__BRIEF__
All lines from the first one in the listing below to the one holding "M 248 267 L", inclusive, are to be copied exactly.

__MATERIAL PROVIDED__
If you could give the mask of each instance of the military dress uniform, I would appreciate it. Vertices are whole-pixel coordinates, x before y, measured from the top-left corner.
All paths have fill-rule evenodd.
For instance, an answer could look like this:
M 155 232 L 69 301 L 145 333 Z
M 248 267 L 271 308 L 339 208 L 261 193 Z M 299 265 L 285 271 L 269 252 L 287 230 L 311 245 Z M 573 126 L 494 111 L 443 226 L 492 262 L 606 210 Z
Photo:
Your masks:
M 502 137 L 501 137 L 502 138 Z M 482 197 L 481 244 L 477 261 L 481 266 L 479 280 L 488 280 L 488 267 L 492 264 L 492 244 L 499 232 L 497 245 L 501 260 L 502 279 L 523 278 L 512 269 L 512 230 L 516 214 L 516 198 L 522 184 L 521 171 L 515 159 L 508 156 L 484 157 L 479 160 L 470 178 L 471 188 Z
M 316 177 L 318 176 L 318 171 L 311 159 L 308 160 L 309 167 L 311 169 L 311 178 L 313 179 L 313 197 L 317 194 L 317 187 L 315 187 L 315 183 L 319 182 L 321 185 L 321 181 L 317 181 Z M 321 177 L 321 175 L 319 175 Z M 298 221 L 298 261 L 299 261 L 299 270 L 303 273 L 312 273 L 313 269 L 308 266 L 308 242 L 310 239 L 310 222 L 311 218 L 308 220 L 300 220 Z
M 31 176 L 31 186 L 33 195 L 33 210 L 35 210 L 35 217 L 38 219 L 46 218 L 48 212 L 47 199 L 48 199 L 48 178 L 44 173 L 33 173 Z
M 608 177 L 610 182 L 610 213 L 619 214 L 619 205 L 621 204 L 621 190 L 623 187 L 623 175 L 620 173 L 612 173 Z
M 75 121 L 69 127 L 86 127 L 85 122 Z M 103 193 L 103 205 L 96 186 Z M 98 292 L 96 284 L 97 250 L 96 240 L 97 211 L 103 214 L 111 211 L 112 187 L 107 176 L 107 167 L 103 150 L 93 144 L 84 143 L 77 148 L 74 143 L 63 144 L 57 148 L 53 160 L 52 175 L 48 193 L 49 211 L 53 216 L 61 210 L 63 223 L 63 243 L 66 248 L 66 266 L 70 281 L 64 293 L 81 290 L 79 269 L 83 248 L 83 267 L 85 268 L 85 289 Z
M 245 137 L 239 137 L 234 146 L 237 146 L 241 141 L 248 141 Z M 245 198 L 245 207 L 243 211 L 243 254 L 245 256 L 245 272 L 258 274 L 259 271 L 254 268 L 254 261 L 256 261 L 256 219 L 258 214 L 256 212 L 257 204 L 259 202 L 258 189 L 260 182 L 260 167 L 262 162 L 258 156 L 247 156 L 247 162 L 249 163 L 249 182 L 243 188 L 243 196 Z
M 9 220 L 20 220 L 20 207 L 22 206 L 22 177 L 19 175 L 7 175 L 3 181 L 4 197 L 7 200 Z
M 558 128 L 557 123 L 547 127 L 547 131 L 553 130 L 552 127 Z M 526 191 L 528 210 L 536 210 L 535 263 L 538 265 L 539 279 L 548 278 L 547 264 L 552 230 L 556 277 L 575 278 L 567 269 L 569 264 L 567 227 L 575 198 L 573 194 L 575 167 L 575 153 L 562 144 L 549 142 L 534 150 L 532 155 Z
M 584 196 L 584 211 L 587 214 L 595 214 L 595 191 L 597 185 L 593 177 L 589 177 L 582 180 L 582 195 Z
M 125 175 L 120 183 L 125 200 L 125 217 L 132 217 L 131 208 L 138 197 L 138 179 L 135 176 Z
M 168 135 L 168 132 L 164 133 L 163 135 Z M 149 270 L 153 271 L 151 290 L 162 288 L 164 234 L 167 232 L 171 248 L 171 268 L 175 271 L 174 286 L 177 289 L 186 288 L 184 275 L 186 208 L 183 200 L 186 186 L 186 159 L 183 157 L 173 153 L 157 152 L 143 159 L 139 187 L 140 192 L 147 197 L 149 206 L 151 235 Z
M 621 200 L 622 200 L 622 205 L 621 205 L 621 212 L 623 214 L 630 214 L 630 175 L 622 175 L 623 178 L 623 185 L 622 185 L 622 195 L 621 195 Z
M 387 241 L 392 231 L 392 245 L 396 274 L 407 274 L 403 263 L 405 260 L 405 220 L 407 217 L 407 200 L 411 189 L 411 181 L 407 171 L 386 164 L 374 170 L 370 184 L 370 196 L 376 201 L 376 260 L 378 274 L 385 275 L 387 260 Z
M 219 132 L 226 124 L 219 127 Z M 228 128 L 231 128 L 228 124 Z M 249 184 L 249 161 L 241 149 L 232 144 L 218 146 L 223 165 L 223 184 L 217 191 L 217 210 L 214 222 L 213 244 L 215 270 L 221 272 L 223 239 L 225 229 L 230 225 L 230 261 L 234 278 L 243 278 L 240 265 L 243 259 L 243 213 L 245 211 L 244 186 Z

__EXERCISE SOLUTION__
If you could give the mask of each instance of the military dress uniform, I would appreciate it. Vertices are whole-pixel coordinates, x before y, measured from the top-left corner.
All paths have fill-rule evenodd.
For instance, an answer could look like this:
M 155 232 L 69 301 L 145 333 Z
M 248 267 L 271 308 L 339 208 L 261 193 Z M 299 265 L 285 271 L 269 252 L 287 230 L 311 245 Z M 573 126 L 494 111 L 443 226 L 492 262 L 606 210 Z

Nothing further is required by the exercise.